_DIRECTIVE 1_
Reproduce the passage of the crystals of tableaux documentation between "If the type is $D_r$ or" and "the plactic monoid.", inclusive.
_DIRECTIVE 2_
Answer these questions from the crystals of tableaux documentation, one per line:
(a) Which class does CrystalOfTableaux have as its base?
(b) For type $D_r$, in which position may the shape have a negative value?
(c) For types $D_r$ or $B_r$, what does a shape of length $r$ with all parts of half-integer value correspond to?
_DIRECTIVE 3_
Using the crystals of tableaux documentation, explain in one to three sentences what Sage's convention of reversing the order of the tensor factors achieves.

_SUPPLIED PASSAGE_
● ● ●
Tensor Products of Crystals¶

Main entry points:

TensorProductOfCrystals()

CrystalOfTableaux

class sage.combinat.crystals.tensor_product.CrystalOfTableaux(cartan_type, shapes)¶

Bases: sage.combinat.crystals.tensor_product.CrystalOfWords

A class for crystals of tableaux with integer valued shapes

INPUT:

cartan_type – a Cartan type

shape – a partition of length at most cartan_type.rank()

shapes – a list of such partitions

This constructs a classical crystal with the given Cartan type and highest weight(s) corresponding to the given shape(s).

If the type is $D_r$ , the shape is permitted to have a negative value in the $r$ -th position. Thus if shape=`[s_1,dots,s_r]` then $s_r$ may be negative but in any case $s_1 \ge \cdots \ge s_{r-1} \ge |s_r|$ . This crystal is related to that of shape $[s_1,\dots,|s_r|]$ by the outer automorphism of $SO(2r)$ .

If the type is $D_r$ or $B_r$ , the shape is permitted to be of length $r$ with all parts of half integer value. This corresponds to having one spin column at the beginning of the tableau. If several shapes are provided, they currently should all or none have this property.

Crystals of tableaux are constructed using an embedding into tensor products following Kashiwara and Nakashima [Kashiwara, Masaki; Nakashima, Toshiki, Crystal graphs for representations of the q-analogue of classical Lie algebras, J. Algebra 165 (1994), no. 2, 295-345.]. Sage’s tensor product rule for crystals differs from that of Kashiwara and Nakashima by reversing the order of the tensor factors. Sage produces the same crystals of tableaux as Kashiwara and Nakashima. With Sage’s convention, the tensor product of crystals is the same as the monoid operation on tableaux and hence the plactic monoid.
● ● ●
_ENTRIES_
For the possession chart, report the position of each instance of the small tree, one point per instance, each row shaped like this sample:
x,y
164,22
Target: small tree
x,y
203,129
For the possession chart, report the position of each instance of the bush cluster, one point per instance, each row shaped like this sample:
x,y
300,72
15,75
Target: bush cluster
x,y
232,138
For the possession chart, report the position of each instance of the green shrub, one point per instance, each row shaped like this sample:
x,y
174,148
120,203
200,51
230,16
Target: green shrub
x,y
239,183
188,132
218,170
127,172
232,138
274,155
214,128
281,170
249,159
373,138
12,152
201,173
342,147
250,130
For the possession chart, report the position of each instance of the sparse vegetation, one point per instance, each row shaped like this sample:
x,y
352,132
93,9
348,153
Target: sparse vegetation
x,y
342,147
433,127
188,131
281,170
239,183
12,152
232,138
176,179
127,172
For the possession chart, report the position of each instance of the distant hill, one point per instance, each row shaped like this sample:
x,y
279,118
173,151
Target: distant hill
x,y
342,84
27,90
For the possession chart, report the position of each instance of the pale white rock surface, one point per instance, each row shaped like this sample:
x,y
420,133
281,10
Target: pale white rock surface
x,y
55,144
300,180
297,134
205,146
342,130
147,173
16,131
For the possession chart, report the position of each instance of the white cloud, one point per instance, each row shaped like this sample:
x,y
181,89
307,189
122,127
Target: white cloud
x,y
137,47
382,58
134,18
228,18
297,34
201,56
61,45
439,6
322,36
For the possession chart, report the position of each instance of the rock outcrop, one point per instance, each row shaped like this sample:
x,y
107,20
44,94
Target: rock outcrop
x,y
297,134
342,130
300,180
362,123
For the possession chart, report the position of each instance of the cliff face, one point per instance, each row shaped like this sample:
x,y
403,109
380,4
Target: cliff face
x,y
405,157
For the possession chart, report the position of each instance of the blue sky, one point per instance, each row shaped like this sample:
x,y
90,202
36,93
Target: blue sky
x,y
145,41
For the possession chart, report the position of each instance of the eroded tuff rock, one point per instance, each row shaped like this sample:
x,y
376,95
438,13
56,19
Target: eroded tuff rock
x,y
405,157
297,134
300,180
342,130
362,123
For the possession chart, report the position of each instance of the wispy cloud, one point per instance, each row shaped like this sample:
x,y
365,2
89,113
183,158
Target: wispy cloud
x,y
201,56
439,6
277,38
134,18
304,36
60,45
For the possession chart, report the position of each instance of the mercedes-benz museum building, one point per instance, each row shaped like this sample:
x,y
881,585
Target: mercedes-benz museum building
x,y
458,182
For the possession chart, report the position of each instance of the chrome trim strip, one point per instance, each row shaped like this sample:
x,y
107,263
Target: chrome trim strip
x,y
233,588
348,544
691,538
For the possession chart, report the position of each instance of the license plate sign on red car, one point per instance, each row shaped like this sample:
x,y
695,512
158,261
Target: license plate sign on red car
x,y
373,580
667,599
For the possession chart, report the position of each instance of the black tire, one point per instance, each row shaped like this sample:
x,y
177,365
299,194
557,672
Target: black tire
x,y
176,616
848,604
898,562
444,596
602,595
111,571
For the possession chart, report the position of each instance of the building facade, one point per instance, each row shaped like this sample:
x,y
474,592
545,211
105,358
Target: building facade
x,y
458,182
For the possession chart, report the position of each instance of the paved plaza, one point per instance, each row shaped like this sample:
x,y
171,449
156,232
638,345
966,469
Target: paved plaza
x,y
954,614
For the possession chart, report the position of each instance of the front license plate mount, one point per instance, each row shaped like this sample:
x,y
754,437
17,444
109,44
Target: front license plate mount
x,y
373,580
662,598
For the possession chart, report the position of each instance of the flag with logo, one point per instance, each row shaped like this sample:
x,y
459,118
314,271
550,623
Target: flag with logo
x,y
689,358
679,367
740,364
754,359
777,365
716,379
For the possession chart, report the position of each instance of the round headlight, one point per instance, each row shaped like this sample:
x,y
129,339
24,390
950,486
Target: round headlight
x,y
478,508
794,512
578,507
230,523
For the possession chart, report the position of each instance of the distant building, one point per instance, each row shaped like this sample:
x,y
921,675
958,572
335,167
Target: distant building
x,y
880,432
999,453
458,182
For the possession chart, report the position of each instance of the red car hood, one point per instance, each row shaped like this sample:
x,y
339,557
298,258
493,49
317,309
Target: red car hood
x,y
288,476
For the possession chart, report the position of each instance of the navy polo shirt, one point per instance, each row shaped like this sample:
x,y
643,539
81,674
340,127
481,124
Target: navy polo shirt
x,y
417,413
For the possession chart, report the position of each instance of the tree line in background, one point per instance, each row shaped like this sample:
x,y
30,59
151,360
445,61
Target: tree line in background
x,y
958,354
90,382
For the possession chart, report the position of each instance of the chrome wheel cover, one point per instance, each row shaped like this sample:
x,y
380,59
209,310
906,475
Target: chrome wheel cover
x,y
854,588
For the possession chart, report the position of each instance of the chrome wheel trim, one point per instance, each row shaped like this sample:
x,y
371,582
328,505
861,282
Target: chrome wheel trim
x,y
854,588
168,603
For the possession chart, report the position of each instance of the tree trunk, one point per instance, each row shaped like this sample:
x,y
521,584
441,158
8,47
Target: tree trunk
● ● ●
_CORRECT RESULT 1_
If the type is $D_r$ or $B_r$ , the shape is permitted to be of length $r$ with all parts of half integer value. This corresponds to having one spin column at the beginning of the tableau. If several shapes are provided, they currently should all or none have this property.

Crystals of tableaux are constructed using an embedding into tensor products following Kashiwara and Nakashima [Kashiwara, Masaki; Nakashima, Toshiki, Crystal graphs for representations of the q-analogue of classical Lie algebras, J. Algebra 165 (1994), no. 2, 295-345.]. Sage’s tensor product rule for crystals differs from that of Kashiwara and Nakashima by reversing the order of the tensor factors. Sage produces the same crystals of tableaux as Kashiwara and Nakashima. With Sage’s convention, the tensor product of crystals is the same as the monoid operation on tableaux and hence the plactic monoid.

_CORRECT RESULT 2_
(a) sage.combinat.crystals.tensor_product.CrystalOfWords
(b) The $r$-th position
(c) Having one spin column at the beginning of the tableau

_CORRECT RESULT 3_
Sage's tensor product rule reverses the order of the factors compared with Kashiwara and Nakashima, yet it yields the same crystals of tableaux. With this convention, the tensor product of crystals is the same as the monoid operation on tableaux, and hence the plactic monoid.